Work required:
Which lines run from the one containing "Locate the white cricket jersey" to the end of the entries? Quote them exactly, and nothing else.

Source material:
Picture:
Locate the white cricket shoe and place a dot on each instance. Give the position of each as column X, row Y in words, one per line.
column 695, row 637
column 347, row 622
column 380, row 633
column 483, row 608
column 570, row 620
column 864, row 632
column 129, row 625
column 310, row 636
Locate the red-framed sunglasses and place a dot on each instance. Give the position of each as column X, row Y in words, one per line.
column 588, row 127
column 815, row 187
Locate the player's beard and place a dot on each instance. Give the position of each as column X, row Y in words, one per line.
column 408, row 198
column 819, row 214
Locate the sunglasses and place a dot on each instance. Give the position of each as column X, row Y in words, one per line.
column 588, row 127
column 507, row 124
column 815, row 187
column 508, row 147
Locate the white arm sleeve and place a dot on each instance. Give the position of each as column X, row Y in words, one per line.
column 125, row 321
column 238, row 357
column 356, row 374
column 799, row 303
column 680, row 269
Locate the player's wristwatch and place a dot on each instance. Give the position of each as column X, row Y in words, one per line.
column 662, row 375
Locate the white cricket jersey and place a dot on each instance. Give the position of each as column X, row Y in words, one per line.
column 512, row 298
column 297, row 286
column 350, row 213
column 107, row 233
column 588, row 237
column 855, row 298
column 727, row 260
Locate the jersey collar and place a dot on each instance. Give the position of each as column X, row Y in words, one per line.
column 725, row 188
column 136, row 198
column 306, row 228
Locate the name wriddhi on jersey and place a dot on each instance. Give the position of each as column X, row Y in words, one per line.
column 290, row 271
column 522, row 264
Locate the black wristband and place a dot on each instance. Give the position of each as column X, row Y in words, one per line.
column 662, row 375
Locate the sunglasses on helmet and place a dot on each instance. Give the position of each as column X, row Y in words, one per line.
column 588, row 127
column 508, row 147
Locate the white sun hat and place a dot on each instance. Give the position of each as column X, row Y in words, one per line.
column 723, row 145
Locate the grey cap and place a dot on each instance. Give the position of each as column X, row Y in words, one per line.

Completed exercise:
Locate the white cricket jersey and place a dot on each instance. Give the position of each as column X, row Y in words, one per line.
column 512, row 298
column 297, row 286
column 350, row 213
column 107, row 233
column 588, row 237
column 855, row 298
column 727, row 260
Locate the jersey collar and place a dot on each instance. Give the position of each as column X, row Y in words, one per line.
column 725, row 188
column 136, row 198
column 306, row 228
Locate the name wriddhi on jersey and place a dot on each instance. Give the position of each as column X, row Y in words, one per line.
column 290, row 271
column 522, row 264
Locate the black wristband and place a dot on each instance. Give the position of each as column X, row Y in words, one per line.
column 662, row 375
Locate the sunglasses on helmet and place a dot on each instance. Give the position of each as column X, row Y in words, one per line.
column 588, row 127
column 508, row 147
Locate the white sun hat and place a dot on each instance. Give the position of each as column X, row Y in words, one per line.
column 723, row 145
Locate the grey cap and place a dot on each instance. Give the position of each as column X, row Y in words, one per line.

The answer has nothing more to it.